__What needs to be done__. Please put the lines of the items below, from the line containing "Trace the outline of every instance of the tofu" through the line containing "Give the mask of the tofu with crispy edge.", both included, into a numbered list, leaving out any blank lines.

┌────────

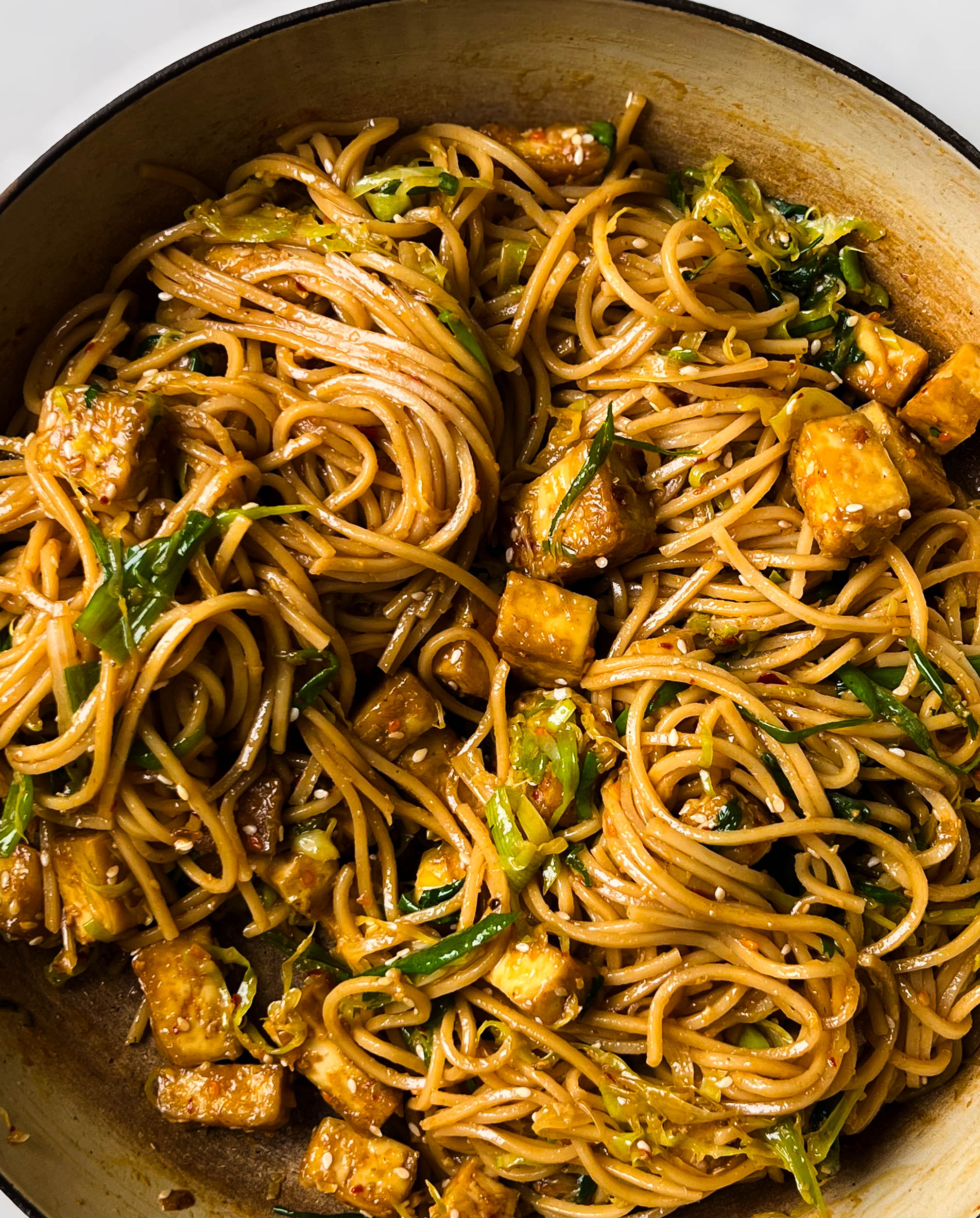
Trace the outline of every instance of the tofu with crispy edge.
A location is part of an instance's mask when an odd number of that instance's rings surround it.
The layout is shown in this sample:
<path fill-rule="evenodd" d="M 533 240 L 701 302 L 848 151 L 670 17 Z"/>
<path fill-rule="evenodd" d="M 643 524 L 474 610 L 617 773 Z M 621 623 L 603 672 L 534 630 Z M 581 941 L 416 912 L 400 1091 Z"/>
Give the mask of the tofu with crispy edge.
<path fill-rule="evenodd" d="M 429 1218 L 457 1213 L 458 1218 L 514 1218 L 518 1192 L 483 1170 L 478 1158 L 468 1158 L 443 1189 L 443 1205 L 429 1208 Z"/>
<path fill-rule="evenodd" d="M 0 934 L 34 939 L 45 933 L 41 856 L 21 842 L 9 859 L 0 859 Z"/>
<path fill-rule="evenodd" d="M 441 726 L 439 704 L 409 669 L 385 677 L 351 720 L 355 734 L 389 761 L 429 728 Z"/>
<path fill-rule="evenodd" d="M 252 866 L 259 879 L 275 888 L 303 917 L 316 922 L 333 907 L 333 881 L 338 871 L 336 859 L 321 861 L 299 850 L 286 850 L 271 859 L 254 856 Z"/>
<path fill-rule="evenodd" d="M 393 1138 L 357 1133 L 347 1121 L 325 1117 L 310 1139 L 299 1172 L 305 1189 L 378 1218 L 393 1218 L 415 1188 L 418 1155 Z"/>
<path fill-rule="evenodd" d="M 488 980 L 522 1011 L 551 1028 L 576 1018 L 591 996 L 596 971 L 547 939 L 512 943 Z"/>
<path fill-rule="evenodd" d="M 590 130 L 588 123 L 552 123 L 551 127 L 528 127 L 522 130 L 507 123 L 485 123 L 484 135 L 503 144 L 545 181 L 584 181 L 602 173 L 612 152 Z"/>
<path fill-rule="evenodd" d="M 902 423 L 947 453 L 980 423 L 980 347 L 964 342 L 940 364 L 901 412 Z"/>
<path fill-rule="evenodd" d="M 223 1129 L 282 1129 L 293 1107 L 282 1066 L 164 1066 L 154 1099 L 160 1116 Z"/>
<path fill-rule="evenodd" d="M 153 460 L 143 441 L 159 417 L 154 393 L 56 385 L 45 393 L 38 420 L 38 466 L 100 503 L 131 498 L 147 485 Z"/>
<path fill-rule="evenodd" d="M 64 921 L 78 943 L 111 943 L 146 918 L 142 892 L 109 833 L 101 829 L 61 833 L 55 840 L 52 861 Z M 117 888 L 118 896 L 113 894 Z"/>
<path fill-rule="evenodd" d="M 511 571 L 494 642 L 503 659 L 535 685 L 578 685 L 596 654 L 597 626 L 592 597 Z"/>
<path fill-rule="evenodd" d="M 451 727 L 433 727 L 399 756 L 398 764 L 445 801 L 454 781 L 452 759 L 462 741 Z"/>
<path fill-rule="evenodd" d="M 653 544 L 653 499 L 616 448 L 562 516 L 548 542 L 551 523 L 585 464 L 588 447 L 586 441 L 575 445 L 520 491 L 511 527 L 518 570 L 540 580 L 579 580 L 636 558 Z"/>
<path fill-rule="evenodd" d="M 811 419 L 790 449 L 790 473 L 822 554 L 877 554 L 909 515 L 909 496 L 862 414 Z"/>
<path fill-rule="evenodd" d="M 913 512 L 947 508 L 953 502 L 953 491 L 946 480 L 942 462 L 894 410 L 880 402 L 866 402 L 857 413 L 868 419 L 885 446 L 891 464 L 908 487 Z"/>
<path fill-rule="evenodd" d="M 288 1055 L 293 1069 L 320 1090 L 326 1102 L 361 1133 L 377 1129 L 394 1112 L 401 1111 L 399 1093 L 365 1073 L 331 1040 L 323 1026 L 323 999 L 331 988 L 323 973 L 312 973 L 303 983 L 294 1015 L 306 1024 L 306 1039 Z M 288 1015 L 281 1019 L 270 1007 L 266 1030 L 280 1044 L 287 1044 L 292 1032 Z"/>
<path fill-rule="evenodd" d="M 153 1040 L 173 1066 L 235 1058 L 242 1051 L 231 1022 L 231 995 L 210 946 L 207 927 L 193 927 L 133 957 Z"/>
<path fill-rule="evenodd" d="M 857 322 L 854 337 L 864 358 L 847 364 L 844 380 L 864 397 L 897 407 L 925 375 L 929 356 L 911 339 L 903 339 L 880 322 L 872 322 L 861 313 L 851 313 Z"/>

└────────
┌────────

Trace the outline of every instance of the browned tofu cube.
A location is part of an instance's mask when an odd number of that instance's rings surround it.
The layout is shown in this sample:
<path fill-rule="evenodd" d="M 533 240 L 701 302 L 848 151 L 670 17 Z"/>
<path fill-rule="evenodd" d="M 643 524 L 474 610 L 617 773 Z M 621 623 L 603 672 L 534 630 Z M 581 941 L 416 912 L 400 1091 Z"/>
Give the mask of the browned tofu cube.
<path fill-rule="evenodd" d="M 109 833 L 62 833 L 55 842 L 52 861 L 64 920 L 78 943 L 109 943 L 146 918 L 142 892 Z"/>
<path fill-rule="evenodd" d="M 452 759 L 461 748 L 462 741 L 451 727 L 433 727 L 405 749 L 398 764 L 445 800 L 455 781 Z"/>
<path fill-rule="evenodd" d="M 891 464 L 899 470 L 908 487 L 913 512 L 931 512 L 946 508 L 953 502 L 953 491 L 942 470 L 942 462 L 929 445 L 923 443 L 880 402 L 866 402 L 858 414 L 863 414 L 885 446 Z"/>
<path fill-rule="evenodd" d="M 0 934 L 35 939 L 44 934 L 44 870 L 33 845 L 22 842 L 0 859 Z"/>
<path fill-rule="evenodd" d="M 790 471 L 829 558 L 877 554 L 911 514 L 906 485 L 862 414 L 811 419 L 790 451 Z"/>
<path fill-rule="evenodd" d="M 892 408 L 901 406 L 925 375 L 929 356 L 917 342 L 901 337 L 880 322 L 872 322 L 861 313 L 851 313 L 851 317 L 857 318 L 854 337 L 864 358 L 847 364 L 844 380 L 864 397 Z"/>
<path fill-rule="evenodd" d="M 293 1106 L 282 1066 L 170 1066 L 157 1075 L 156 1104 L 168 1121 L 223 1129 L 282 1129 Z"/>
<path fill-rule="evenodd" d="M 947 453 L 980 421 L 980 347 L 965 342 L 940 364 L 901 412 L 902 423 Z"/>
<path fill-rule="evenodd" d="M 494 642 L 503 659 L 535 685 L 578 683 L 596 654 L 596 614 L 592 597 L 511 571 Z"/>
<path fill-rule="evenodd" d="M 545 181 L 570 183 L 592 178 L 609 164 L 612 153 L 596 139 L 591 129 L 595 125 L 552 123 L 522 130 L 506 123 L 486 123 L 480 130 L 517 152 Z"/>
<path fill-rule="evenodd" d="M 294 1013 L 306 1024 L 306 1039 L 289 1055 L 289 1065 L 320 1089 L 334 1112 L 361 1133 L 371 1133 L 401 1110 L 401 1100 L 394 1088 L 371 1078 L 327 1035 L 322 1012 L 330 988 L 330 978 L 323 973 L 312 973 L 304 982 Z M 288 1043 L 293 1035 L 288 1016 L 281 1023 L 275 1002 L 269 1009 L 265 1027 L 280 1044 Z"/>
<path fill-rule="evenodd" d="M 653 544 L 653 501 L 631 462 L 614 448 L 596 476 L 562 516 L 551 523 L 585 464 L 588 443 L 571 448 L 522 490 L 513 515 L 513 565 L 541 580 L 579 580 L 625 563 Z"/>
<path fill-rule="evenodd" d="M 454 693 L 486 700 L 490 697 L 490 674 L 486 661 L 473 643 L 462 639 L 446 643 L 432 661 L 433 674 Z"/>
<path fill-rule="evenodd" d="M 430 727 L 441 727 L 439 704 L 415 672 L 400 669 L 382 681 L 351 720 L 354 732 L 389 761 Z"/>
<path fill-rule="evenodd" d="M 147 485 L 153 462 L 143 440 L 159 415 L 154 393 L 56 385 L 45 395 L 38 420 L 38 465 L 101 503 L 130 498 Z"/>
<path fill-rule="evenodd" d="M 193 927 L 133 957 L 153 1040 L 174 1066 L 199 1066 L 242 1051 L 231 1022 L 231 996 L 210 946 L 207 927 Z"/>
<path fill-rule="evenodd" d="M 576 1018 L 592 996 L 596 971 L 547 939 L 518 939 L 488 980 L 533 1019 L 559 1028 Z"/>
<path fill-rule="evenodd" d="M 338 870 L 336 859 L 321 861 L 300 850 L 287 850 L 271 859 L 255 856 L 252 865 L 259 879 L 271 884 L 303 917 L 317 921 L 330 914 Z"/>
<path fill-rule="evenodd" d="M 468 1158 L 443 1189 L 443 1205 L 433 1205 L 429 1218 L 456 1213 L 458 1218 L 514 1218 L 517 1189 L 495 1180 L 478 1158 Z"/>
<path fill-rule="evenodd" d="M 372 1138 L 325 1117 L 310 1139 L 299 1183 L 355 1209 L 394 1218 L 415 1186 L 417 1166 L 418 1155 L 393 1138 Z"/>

└────────
┌────────

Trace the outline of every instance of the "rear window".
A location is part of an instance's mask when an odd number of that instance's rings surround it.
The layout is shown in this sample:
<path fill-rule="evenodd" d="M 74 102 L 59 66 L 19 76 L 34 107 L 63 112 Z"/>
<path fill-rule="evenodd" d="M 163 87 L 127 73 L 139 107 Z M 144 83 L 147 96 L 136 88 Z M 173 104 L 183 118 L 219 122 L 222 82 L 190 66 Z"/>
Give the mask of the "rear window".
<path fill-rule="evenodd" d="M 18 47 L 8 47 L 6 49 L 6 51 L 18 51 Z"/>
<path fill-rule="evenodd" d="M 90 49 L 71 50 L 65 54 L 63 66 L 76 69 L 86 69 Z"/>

└────────

__Output of the task__.
1. Trace the outline of every instance of the tofu with crispy edge.
2. A location is part of an instance's mask when an odd number of that instance's rings surround it.
3. The layout is shown in this sample:
4. <path fill-rule="evenodd" d="M 533 240 L 701 302 L 848 151 L 670 17 Z"/>
5. <path fill-rule="evenodd" d="M 643 524 L 474 610 L 617 773 Z M 621 623 L 603 672 L 534 630 Z M 581 941 L 416 912 L 400 1091 Z"/>
6. Give the mask of the tofu with crispy edge.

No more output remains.